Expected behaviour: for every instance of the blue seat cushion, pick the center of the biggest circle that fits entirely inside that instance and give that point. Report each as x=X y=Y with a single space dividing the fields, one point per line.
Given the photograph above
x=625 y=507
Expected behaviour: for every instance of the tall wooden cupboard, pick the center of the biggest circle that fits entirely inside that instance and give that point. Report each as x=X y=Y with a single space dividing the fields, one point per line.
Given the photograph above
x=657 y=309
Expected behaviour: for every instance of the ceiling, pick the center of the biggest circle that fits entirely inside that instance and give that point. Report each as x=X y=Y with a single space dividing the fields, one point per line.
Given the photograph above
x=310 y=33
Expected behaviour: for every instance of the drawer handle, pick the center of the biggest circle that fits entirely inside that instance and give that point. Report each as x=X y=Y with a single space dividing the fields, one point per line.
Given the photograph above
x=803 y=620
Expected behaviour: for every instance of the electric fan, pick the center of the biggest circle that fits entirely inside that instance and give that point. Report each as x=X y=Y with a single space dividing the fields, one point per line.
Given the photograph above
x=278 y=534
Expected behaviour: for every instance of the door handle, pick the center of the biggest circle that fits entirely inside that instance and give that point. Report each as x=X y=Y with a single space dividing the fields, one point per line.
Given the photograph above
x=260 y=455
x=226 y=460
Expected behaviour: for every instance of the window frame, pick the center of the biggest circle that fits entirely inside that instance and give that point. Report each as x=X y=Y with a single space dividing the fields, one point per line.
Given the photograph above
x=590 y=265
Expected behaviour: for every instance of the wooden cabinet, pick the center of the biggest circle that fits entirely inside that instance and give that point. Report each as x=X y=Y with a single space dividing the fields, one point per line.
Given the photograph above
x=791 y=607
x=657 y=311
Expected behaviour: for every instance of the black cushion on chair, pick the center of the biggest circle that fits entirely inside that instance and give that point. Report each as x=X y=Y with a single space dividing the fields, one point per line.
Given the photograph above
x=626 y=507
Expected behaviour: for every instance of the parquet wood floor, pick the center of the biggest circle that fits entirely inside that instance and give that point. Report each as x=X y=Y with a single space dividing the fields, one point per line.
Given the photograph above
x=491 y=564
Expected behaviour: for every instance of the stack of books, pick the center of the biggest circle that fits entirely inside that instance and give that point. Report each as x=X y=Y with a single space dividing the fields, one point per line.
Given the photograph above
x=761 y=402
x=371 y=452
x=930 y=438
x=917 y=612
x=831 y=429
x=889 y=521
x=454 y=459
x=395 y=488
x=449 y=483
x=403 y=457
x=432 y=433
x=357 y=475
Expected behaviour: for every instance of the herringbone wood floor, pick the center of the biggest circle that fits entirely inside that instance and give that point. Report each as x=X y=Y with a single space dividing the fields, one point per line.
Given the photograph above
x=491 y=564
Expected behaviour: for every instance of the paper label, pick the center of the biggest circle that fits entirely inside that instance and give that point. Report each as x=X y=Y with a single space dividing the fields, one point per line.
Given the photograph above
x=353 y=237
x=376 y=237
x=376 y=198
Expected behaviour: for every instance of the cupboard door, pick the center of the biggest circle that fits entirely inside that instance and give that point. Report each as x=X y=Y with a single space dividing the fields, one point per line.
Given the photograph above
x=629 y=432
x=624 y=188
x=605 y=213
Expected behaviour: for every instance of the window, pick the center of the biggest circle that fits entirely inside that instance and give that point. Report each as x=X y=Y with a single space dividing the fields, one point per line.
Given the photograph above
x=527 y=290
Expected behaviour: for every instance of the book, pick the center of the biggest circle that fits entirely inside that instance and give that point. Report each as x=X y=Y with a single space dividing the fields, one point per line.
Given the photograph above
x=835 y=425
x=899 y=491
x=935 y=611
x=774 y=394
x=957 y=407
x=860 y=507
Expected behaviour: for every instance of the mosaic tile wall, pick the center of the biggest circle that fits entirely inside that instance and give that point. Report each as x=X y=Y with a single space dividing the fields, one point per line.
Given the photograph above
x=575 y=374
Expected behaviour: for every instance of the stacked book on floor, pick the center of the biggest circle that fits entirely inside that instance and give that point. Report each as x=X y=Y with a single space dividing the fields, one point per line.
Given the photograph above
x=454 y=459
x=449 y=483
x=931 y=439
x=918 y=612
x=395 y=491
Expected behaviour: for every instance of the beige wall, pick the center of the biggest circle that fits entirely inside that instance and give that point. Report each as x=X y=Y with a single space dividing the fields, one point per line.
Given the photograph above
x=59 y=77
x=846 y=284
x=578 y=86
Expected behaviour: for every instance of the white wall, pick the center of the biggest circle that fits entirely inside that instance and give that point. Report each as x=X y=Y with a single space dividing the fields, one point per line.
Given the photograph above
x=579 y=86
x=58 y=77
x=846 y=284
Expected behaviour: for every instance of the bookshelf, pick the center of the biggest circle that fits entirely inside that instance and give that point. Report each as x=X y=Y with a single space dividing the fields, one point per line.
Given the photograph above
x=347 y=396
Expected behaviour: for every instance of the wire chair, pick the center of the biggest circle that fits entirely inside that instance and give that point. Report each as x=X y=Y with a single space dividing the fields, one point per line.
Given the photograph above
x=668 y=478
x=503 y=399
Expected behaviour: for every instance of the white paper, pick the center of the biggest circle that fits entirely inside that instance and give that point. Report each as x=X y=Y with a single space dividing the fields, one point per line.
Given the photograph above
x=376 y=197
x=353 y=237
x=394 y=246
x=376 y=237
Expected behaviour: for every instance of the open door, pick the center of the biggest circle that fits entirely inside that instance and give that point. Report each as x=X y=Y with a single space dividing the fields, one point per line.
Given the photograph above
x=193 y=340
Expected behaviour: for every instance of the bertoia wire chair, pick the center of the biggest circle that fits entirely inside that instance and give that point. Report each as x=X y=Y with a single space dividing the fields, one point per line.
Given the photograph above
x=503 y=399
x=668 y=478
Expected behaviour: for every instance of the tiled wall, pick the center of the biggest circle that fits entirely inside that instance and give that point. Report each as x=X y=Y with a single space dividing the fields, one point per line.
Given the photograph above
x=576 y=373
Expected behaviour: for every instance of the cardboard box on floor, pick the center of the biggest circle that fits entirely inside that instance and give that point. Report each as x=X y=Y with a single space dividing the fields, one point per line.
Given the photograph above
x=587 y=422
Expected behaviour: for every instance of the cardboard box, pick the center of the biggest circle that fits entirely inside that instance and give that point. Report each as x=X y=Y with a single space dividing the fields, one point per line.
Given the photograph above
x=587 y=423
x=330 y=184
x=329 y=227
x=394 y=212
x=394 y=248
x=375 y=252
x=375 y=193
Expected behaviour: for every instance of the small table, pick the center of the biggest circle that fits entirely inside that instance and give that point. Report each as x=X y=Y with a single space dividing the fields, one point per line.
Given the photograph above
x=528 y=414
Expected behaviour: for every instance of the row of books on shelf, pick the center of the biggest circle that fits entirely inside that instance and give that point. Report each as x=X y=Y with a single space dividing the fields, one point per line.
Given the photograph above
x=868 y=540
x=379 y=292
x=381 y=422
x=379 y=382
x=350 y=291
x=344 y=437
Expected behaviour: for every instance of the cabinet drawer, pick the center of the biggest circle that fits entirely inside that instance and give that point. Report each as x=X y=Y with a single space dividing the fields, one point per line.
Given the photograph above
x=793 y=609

--------------------

### Request
Edit the data from its first line through the line containing "x=657 y=309", changing "biggest" to "largest" and leaving everything else unchanged.

### Output of the exercise
Expected behaviour: for every instance of the blue seat cushion, pick the center of the largest circle that fits entirely inside that instance and give that point. Report each as x=X y=Y with a single space dividing the fields, one point per line.
Given the photograph above
x=625 y=507
Expected behaviour: for every instance of the tall wooden cupboard, pick the center of the largest circle that fits entirely inside that instance and give that point. Report each as x=X y=Y with a single space dividing the fields, one point per line.
Given the photograph above
x=657 y=309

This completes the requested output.